Most guild loot systems eventually arrive at the same uncomfortable moment: one member quietly queues up dozens of requests for the next month while everyone else is still figuring out what they want. The officers see the queue, the queue feels unfair, and someone has to either reject perfectly valid requests or let the rest of the guild lose faith in the system.
A single weekly cap doesn't fix this. A single pending cap doesn't either. You actually need both, working together. That's what Raidium's request queue does.

Why one limit is never enough
If you cap pending requests only, a member can submit, get fulfilled, submit again, get fulfilled again — the cap never bites because the pool drains. They consume the entire guild's weekly throughput while the cap dutifully reads zero.
If you cap weekly fulfilled only, members race to submit on Monday morning. The pending pool balloons, officers can't tell who's reasonable and who's gaming the system, and the queue stops being a queue and starts being a backlog.
The trick is to count both at once. Raidium's validation does this in one expression:
Weekly usage = pending requests (any week) + fulfilled requests (this week)
That single number is what gets compared to the per-category limit. The pending side stops anyone from sitting on a pile of unprocessed requests. The fulfilled side stops anyone from cycling through fulfillments faster than the rest of the guild.

Segmentation dataset excerpts

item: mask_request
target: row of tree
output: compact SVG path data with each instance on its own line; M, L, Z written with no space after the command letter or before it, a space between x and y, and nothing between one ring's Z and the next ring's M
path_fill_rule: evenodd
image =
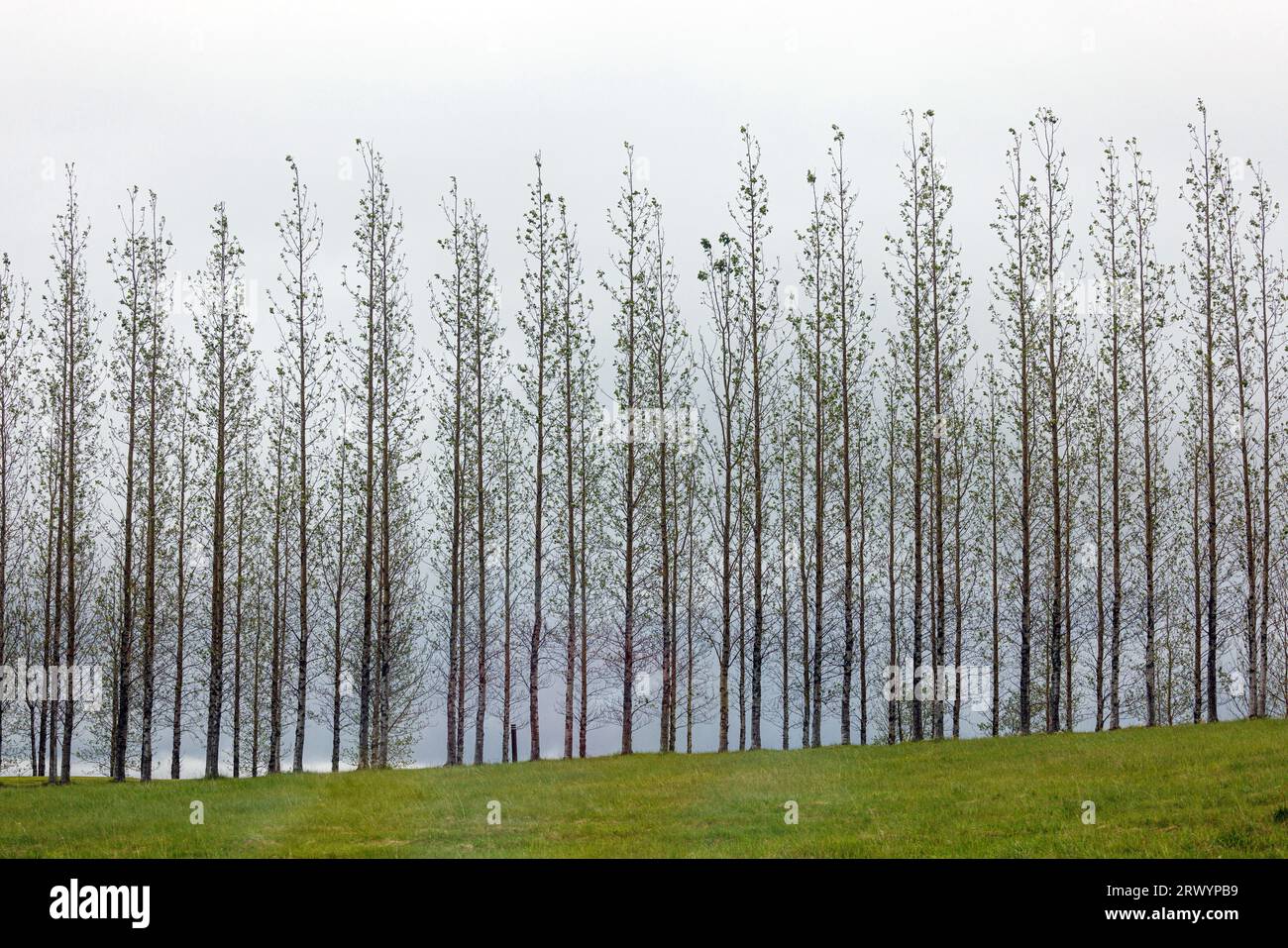
M287 158L267 356L223 205L182 301L131 188L103 307L68 169L43 295L0 276L0 667L54 671L5 693L0 761L151 779L169 738L178 778L187 737L207 777L300 770L312 725L332 769L392 766L439 711L448 764L516 757L520 728L540 757L542 694L567 757L605 728L692 751L706 721L726 751L828 719L866 743L1284 712L1278 205L1203 104L1181 260L1135 139L1104 142L1079 222L1042 109L1010 133L974 295L934 113L908 113L884 332L845 135L787 278L741 137L701 314L630 146L595 289L537 156L518 354L455 180L417 339L370 144L335 304ZM84 666L100 701L58 674Z

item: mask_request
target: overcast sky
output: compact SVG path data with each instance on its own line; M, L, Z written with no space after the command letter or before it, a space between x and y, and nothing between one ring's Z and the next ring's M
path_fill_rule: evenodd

§ **Problem to work on**:
Reproduce the article on guild loot request limits in full, word for word.

§ **Worked answer**:
Most guild loot systems eventually arrive at the same uncomfortable moment: one member quietly queues up dozens of requests for the next month while everyone else is still figuring out what they want. The officers see the queue, the queue feels unfair, and someone has to either reject perfectly valid requests or let the rest of the guild lose faith in the system.
A single weekly cap doesn't fix this. A single pending cap doesn't either. You actually need both, working together. That's what Raidium's request queue does.

Why one limit is never enough
If you cap pending requests only, a member can submit, get fulfilled, submit again, get fulfilled again — the cap never bites because the pool drains. They consume the entire guild's weekly throughput while the cap dutifully reads zero.
If you cap weekly fulfilled only, members race to submit on Monday morning. The pending pool balloons, officers can't tell who's reasonable and who's gaming the system, and the queue stops being a queue and starts being a backlog.
The trick is to count both at once. Raidium's validation does this in one expression:
Weekly usage = pending requests (any week) + fulfilled requests (this week)
That single number is what gets compared to the per-category limit. The pending side stops anyone from sitting on a pile of unprocessed requests. The fulfilled side stops anyone from cycling through fulfillments faster than the rest of the guild.